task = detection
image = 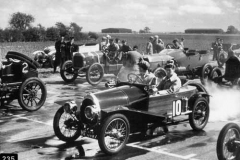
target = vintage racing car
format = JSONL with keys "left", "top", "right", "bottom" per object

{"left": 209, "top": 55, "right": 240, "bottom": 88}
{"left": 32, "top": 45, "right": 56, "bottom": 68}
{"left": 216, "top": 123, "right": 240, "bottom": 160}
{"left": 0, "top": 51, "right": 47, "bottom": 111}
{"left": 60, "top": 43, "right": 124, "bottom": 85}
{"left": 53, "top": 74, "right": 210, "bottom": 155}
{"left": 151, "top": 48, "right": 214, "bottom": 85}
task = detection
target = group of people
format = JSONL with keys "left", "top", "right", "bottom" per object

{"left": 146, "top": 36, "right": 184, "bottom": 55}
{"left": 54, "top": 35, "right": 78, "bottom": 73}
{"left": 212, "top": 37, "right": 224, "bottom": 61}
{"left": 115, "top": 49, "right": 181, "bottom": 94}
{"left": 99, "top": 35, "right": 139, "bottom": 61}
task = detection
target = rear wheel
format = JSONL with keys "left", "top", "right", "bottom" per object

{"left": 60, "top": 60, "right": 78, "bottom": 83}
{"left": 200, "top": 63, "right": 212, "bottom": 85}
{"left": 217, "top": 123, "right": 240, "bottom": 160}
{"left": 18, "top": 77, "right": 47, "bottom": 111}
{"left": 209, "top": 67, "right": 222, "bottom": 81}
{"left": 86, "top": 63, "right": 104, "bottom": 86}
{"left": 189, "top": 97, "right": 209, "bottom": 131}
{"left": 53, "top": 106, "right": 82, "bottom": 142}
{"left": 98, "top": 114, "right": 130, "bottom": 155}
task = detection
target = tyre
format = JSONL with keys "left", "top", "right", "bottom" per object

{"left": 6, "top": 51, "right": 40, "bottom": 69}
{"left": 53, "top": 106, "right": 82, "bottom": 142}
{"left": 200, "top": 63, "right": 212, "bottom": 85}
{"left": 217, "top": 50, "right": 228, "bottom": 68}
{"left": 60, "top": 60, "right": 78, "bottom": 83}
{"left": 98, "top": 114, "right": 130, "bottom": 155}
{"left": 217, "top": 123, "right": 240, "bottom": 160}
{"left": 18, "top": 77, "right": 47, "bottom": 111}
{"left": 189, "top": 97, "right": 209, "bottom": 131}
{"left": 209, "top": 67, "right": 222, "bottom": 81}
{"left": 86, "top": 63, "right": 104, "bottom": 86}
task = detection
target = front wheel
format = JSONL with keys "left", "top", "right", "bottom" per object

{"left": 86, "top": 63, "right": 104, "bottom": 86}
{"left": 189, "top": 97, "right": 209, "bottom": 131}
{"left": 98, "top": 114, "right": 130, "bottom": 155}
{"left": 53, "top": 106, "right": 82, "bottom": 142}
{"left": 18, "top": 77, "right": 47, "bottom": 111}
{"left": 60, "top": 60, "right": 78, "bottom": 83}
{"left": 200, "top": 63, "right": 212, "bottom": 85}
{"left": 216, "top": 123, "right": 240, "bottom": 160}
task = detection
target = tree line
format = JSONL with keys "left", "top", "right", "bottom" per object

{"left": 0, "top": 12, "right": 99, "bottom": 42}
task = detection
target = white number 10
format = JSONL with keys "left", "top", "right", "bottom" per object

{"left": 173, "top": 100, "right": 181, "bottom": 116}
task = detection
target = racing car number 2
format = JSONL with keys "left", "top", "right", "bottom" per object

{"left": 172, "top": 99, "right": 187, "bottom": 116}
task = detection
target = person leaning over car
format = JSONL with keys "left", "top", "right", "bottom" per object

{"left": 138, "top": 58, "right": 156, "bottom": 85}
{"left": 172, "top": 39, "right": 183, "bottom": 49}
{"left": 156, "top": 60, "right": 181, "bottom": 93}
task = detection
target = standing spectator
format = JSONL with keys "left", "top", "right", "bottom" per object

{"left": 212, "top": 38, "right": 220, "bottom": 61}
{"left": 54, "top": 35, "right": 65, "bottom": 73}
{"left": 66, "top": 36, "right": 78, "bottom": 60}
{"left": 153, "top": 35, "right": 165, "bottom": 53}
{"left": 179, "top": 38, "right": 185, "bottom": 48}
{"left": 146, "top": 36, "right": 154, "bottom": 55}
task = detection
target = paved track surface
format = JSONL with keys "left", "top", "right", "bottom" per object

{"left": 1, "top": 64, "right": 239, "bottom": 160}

============

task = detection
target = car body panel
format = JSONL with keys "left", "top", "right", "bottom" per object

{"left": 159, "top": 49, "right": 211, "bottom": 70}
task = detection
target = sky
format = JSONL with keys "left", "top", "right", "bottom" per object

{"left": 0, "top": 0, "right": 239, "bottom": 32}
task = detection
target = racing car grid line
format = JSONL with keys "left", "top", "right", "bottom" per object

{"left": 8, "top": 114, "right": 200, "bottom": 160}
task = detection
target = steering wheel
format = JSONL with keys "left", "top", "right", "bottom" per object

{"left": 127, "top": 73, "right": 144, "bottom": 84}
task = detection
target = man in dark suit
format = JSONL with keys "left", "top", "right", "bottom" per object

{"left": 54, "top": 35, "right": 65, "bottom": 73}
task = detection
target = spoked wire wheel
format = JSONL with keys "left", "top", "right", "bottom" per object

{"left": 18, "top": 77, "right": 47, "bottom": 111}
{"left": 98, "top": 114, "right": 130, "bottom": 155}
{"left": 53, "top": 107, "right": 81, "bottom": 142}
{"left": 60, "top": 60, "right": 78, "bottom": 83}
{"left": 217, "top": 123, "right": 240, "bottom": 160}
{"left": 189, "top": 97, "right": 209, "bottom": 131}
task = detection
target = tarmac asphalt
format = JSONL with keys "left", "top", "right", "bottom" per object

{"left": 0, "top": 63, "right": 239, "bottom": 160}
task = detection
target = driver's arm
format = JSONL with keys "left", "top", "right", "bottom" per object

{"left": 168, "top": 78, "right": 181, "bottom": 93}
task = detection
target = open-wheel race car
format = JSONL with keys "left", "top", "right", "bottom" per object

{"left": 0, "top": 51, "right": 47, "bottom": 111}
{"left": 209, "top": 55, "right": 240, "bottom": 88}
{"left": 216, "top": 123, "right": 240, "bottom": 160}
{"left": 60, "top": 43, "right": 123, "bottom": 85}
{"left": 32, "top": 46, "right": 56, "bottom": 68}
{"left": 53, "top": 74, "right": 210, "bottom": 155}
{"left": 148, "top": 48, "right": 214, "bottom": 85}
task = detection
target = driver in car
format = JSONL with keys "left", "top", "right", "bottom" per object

============

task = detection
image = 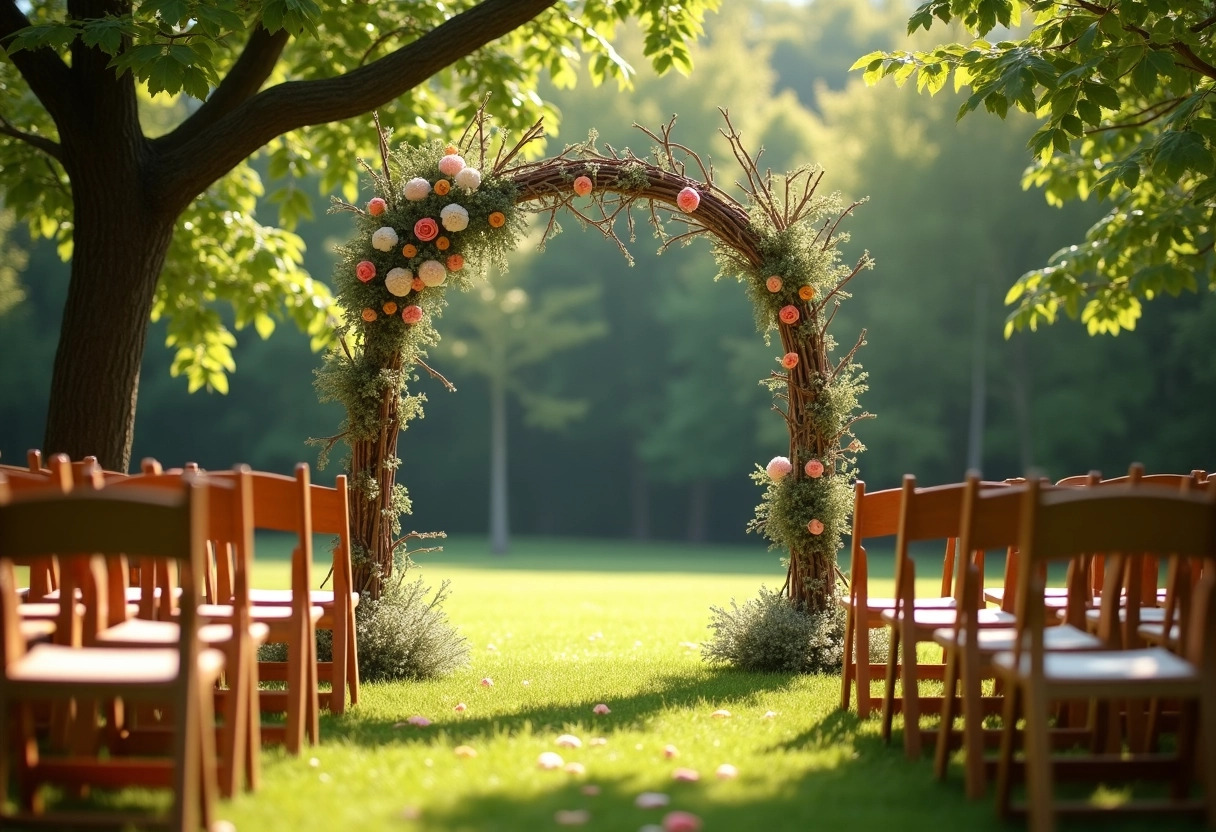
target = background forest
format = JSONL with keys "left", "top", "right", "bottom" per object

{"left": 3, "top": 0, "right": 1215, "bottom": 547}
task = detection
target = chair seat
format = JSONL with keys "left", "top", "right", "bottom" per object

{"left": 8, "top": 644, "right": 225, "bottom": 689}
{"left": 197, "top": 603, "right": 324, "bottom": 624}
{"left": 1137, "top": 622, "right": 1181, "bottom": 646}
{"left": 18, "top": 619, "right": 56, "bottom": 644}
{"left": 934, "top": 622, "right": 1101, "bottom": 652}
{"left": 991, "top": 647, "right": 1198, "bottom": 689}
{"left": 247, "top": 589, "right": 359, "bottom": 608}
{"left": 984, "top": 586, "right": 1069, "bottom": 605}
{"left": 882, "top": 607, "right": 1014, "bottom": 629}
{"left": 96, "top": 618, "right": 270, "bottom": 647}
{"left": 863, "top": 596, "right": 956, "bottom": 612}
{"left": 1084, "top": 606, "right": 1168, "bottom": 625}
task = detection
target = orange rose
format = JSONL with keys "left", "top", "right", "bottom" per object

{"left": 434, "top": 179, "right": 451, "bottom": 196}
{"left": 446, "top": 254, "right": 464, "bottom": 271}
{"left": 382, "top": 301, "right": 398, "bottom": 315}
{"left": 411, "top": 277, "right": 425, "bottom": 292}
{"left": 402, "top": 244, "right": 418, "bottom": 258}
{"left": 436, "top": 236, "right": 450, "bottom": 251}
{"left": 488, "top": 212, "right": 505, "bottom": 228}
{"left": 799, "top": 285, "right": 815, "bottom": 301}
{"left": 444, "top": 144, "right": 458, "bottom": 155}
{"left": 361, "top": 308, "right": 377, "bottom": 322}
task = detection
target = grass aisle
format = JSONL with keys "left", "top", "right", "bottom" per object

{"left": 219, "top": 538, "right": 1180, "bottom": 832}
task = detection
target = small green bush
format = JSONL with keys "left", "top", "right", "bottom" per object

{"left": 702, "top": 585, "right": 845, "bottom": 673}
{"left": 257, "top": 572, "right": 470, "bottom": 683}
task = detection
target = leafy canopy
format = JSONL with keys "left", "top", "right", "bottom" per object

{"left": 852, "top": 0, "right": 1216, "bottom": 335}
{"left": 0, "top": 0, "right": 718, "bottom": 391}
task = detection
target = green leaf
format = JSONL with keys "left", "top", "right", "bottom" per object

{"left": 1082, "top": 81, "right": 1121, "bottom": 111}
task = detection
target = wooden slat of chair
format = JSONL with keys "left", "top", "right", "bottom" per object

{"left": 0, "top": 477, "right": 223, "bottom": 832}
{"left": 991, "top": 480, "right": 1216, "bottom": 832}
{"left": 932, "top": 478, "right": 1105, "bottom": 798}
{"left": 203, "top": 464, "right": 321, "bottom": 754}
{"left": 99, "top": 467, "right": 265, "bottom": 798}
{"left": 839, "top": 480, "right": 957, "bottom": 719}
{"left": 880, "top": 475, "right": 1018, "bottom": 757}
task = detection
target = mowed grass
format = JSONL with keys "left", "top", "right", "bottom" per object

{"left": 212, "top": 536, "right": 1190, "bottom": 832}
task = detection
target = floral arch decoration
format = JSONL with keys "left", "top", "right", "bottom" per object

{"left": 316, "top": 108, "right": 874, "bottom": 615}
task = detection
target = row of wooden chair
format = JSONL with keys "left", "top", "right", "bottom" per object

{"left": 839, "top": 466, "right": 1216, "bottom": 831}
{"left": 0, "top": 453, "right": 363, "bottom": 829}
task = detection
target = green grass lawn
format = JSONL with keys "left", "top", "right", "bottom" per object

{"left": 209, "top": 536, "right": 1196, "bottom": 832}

============

Every line in the data above that contains "wheel" needs to be copied.

## Solution to the exercise
target = rear wheel
target = front wheel
target = steering wheel
target = spoked wire wheel
target = open-wheel race car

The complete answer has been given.